- _Exercise_
Go through the records and count the lines where the string "below" occurs. Reply with the number only.

(Phrase grounding data)
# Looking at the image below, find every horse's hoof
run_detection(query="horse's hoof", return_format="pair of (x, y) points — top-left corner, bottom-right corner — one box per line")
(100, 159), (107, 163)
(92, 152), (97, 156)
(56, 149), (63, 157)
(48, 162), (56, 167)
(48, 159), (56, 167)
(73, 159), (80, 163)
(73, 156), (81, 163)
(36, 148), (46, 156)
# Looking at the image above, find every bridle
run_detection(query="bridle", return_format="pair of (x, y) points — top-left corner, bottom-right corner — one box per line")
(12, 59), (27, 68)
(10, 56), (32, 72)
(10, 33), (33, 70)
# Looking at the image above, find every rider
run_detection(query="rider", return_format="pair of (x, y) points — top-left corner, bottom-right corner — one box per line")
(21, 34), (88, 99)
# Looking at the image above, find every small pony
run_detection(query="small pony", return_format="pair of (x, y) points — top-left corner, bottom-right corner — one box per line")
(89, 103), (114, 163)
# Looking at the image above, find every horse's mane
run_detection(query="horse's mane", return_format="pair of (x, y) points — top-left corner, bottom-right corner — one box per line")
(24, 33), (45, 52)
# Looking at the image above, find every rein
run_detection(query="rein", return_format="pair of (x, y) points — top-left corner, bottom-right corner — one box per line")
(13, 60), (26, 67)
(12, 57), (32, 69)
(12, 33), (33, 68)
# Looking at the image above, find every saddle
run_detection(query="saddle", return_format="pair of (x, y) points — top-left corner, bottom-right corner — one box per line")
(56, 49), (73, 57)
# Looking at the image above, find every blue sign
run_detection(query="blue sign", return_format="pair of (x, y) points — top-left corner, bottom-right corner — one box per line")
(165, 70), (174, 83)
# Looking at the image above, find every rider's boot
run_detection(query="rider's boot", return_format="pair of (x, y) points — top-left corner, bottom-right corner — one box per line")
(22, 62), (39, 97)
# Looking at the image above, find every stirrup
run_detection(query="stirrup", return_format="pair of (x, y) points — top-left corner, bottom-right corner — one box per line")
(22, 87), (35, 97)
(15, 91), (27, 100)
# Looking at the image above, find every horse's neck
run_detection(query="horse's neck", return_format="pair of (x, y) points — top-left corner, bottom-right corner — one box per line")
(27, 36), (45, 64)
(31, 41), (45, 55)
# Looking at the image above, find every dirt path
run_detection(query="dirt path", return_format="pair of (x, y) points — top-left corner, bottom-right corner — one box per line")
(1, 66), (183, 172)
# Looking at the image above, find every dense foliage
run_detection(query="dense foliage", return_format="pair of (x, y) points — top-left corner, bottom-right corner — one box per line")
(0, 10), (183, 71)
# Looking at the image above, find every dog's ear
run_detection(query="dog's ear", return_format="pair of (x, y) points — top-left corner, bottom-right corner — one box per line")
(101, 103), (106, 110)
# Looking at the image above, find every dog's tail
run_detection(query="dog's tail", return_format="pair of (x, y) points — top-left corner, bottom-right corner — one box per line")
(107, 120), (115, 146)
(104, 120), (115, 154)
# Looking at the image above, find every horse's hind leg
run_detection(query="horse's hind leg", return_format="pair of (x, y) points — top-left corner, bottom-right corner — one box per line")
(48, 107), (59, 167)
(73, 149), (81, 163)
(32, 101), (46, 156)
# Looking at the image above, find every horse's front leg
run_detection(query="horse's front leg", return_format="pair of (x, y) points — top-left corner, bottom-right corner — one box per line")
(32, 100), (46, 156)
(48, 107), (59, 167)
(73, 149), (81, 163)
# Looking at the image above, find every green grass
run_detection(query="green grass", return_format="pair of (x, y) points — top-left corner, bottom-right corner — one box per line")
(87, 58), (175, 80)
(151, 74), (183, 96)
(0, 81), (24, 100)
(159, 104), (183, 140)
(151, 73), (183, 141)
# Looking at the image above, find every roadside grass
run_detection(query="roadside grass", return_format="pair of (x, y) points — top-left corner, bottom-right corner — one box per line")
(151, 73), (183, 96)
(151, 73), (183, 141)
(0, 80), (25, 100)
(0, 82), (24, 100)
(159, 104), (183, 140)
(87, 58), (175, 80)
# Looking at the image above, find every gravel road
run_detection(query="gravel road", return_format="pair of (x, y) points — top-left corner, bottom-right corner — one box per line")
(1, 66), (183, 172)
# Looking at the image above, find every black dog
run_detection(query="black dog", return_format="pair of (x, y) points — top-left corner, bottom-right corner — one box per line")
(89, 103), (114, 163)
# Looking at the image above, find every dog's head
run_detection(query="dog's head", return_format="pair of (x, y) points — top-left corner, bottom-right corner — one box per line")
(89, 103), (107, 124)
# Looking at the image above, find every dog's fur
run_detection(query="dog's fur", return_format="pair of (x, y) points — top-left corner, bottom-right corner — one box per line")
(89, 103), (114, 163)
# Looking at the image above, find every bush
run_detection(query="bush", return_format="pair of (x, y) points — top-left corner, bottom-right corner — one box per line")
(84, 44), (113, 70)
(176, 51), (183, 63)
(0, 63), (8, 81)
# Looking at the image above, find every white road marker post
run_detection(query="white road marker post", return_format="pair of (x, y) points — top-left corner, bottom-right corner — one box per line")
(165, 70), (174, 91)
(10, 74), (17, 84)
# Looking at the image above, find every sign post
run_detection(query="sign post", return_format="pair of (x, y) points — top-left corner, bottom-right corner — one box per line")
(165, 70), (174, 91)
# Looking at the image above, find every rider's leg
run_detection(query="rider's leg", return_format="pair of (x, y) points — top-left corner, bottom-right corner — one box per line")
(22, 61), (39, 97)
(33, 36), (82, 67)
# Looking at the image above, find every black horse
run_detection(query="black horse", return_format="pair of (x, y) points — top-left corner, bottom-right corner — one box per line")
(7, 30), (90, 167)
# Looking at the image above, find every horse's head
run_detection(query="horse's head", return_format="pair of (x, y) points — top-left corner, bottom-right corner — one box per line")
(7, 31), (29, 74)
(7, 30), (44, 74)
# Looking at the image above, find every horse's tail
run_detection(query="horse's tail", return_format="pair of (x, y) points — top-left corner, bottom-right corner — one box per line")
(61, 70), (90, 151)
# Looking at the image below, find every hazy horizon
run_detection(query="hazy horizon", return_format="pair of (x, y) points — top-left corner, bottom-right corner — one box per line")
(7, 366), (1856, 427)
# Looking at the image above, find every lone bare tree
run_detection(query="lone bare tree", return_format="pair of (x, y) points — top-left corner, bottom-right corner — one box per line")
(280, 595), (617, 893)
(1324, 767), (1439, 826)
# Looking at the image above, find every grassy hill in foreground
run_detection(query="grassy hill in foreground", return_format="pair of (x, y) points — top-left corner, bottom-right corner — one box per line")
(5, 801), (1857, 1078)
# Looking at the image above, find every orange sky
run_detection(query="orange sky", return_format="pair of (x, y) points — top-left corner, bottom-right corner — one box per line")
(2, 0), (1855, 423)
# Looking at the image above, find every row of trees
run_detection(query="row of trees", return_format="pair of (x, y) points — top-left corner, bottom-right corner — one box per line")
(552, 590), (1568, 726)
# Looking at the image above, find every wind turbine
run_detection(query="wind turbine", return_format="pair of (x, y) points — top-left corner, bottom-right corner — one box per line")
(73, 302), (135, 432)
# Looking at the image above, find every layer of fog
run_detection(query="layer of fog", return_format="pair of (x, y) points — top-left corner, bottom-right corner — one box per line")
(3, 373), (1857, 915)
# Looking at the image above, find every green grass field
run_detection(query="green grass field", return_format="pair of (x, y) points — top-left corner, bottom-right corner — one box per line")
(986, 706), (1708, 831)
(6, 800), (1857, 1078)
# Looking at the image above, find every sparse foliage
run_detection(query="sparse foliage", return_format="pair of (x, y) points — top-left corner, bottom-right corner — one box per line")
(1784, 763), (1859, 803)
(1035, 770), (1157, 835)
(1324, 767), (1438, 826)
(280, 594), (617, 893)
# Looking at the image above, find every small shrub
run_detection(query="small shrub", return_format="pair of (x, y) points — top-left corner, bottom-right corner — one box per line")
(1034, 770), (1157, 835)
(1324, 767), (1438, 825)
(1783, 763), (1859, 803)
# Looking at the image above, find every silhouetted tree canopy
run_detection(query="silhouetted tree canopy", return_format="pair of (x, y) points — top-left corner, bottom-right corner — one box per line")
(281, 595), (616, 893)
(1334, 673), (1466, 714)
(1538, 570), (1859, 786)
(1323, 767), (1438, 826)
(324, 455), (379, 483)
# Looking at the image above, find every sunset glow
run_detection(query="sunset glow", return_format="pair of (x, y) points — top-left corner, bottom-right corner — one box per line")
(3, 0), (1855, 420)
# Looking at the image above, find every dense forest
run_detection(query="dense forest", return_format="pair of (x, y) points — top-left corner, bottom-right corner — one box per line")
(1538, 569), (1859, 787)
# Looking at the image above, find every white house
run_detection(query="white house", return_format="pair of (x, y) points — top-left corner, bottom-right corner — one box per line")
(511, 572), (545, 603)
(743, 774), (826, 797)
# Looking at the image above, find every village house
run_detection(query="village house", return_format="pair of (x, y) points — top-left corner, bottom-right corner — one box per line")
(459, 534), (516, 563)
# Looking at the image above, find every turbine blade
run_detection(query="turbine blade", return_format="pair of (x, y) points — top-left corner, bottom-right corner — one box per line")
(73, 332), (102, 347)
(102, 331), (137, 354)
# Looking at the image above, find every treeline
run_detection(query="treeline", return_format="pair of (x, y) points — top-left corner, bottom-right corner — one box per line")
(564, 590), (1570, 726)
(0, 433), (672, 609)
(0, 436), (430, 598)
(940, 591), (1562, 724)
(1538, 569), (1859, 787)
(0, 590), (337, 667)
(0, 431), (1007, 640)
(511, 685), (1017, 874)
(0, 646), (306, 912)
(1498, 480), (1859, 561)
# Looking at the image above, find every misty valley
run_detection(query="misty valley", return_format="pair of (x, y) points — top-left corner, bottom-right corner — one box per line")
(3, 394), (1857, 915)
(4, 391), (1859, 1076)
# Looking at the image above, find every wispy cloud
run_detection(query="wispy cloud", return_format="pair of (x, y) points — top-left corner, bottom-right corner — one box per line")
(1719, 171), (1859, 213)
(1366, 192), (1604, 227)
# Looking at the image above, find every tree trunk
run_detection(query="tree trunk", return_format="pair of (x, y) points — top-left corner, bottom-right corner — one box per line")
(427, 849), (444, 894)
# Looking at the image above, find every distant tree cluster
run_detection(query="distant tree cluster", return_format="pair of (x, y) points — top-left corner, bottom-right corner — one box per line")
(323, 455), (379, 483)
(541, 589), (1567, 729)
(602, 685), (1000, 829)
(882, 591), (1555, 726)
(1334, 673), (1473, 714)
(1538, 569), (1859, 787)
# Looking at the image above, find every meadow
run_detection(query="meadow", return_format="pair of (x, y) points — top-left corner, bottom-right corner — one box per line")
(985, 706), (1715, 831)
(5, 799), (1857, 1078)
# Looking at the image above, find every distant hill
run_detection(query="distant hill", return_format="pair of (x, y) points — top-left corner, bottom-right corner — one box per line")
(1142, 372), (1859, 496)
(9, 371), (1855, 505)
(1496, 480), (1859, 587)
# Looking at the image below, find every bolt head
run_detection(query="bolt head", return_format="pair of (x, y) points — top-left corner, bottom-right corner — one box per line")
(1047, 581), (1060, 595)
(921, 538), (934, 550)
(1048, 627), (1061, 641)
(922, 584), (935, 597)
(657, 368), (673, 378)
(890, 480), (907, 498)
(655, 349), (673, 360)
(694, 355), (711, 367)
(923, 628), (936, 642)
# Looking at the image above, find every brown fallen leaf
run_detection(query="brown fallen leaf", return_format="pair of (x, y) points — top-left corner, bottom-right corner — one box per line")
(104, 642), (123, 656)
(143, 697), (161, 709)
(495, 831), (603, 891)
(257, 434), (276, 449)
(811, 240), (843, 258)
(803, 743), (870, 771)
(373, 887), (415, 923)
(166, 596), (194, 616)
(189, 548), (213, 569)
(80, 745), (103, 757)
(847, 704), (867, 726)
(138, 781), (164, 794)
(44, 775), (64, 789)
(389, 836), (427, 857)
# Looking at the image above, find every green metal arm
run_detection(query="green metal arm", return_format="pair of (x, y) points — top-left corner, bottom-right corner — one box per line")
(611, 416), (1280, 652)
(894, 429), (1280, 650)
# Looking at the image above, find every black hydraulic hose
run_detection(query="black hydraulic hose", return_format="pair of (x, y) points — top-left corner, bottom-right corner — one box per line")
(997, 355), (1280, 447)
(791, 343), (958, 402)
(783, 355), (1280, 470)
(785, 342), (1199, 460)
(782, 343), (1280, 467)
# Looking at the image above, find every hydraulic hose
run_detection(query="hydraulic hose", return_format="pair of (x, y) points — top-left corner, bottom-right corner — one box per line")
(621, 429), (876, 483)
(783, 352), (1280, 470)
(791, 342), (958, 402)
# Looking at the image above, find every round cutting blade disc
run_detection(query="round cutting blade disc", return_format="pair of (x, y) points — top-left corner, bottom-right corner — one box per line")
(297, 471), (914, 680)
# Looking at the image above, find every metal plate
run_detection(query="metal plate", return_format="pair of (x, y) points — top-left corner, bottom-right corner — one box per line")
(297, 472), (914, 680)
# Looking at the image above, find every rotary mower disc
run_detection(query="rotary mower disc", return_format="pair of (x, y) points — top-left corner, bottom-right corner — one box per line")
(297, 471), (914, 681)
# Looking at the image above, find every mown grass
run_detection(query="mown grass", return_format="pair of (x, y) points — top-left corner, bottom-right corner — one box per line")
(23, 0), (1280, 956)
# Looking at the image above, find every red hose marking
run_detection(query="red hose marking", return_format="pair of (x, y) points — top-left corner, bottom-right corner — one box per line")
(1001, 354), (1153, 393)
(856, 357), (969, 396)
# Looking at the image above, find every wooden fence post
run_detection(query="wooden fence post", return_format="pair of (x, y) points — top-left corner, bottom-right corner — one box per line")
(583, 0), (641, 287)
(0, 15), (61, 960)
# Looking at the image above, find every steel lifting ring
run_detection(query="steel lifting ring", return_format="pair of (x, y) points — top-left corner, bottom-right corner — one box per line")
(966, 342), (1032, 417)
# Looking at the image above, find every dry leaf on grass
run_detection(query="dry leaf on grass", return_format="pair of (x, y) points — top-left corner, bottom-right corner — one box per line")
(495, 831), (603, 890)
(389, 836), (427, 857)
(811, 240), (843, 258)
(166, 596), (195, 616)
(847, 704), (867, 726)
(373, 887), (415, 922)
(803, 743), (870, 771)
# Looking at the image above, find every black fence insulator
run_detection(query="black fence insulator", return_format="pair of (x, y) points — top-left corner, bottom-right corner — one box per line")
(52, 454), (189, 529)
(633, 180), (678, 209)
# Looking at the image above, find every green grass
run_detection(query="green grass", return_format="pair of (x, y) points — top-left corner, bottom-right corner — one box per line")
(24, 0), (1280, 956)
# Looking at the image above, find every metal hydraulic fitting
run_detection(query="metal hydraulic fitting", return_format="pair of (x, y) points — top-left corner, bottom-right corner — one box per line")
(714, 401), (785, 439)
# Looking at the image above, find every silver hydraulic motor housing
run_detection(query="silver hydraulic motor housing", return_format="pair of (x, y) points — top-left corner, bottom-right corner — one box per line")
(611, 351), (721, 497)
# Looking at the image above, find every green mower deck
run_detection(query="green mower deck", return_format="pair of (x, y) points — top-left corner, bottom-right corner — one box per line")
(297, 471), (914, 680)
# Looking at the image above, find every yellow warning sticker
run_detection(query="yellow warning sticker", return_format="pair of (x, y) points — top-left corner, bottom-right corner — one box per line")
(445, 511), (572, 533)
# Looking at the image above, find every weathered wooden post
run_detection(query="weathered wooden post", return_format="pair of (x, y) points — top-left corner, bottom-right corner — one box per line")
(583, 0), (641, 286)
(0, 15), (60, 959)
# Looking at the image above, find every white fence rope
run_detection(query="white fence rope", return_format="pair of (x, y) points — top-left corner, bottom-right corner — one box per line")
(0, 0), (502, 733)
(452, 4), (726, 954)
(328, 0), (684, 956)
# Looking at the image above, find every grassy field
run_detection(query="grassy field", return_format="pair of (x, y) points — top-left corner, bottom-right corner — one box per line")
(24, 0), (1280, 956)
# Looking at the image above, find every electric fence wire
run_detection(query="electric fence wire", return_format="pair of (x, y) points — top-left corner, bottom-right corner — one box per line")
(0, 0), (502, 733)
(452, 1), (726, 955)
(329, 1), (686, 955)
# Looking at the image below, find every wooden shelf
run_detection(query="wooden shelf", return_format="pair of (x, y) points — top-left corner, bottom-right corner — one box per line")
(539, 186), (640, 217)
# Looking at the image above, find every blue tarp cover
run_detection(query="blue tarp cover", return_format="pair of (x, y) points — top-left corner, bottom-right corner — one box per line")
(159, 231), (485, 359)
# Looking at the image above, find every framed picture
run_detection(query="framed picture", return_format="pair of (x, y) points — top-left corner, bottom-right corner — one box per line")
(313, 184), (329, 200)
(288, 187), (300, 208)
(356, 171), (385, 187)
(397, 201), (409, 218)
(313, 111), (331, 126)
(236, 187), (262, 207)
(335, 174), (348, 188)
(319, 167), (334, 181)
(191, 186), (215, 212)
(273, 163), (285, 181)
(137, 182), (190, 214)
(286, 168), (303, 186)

- _Task solution_
4